**Yang Ditanyakan**
1. Tuliskan kembali seluruh bagian teks bacaan tentang amandemen UUD 1945, mulai dari "IDN Times/Irfan Fathurohman" terus sampai "termasuk terkait PPHN.".
2. Jawab pertanyaan berikut berdasarkan teks bacaan tentang amandemen UUD 1945.
(a) Syarief Hasan menjabat Wakil Ketua MPR dari fraksi partai apa?
(b) Di laman apa Syarief menyampaikan keterangannya?
(c) Apa kepanjangan RPJPN?

**Teks Bacaan**
++++++++++
IDN Times/Irfan Fathurohman
Namun, Wakil Ketua MPR dari Fraksi Partai Demokrat Syarief Hasan mengatakan MPR belum memutuskan apa pun tentang amandemen UUD 1945, termasuk terkait PPHN.
"MPR RI belum memutuskan apapun karena masih melakukan pengkajian yang lebih komprehensif dari semua aspek ketatanegaraan. Pengkajian ini penting dilakukan untuk mengetahui, apakah amandemen UUD 1945 perlu dilakukan untuk memasukkan PPHN atau cukup dengan penguatan UU RPJPN (Rencana Pembangunan Jangka Panjang Nasional), dan UU Sistem Perencanaan Pembangunan Nasional sebagai payung hukum rencana pembangunan nasional. Begitu pun pengaruhnya terhadap sistem ketatanegaraan Indonesia," kata Syarief dalam keterangannya di laman mpr.go.id, Selasa (17/8/2021).
Syarief mengatakan belum ada keputusan apapun dari fraksi-fraksi MPR RI mengenai amandemen UUD 1945. MPR pun, lanjutnya, belum memiliki keputusan final terkait amandemen terbatas.
++++++++++
**Kutipan Catatan**
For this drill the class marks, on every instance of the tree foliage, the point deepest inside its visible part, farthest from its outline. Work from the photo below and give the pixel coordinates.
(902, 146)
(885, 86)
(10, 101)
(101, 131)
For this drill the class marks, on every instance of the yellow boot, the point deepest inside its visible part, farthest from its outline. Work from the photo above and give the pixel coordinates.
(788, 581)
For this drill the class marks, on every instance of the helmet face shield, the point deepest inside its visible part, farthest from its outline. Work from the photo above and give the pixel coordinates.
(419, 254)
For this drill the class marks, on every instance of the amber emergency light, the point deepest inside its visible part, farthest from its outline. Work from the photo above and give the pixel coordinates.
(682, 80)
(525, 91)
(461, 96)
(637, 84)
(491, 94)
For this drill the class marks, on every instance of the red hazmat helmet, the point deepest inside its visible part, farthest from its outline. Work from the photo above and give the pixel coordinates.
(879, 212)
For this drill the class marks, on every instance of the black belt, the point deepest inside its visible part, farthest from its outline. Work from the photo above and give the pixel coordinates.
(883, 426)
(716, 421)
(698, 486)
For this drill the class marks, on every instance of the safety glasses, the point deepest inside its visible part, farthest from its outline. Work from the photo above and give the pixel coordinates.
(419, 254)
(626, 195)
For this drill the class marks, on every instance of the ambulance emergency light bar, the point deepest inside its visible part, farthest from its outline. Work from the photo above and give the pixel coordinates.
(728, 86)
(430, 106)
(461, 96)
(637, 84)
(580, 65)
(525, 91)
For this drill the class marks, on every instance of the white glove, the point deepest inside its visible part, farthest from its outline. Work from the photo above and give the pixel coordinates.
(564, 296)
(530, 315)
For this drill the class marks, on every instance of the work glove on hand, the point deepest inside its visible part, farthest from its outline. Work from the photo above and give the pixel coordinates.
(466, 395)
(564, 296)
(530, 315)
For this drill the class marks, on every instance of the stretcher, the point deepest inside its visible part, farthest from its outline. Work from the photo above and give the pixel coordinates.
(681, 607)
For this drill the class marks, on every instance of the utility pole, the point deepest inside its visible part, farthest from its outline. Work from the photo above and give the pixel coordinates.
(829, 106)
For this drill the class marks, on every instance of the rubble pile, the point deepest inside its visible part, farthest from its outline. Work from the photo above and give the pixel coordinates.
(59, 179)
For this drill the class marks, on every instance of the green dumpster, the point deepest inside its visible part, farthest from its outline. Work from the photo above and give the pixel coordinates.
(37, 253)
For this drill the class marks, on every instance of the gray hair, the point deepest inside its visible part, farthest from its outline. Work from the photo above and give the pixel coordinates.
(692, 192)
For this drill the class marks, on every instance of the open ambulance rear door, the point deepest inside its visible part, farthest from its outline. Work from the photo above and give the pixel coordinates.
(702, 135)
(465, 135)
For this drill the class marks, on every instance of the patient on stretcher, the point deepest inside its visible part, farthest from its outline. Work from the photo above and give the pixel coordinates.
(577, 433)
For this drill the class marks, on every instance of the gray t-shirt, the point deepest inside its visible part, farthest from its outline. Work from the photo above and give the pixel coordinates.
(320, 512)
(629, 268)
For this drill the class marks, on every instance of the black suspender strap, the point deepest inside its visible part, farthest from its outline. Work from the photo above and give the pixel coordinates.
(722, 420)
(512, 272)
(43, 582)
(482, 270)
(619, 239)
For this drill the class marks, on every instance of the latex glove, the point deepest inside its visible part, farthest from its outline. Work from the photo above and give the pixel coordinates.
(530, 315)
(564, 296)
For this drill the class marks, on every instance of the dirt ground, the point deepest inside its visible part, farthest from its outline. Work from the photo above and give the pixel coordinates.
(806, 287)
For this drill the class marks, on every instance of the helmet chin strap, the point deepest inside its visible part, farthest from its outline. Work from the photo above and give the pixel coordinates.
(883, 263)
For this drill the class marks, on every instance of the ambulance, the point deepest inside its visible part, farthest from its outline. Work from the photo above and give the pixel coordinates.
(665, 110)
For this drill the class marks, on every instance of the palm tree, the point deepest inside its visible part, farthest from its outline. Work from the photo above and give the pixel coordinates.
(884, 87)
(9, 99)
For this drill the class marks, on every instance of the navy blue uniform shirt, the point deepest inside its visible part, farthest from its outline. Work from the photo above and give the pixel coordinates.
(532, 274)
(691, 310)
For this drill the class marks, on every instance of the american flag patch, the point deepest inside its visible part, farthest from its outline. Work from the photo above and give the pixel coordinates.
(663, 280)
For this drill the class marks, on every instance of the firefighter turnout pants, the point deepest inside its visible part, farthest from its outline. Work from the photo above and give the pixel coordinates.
++++++++++
**Jawaban per Tugas**
1.
IDN Times/Irfan Fathurohman
Namun, Wakil Ketua MPR dari Fraksi Partai Demokrat Syarief Hasan mengatakan MPR belum memutuskan apa pun tentang amandemen UUD 1945, termasuk terkait PPHN.

2.
(a) Partai Demokrat
(b) mpr.go.id
(c) Rencana Pembangunan Jangka Panjang Nasional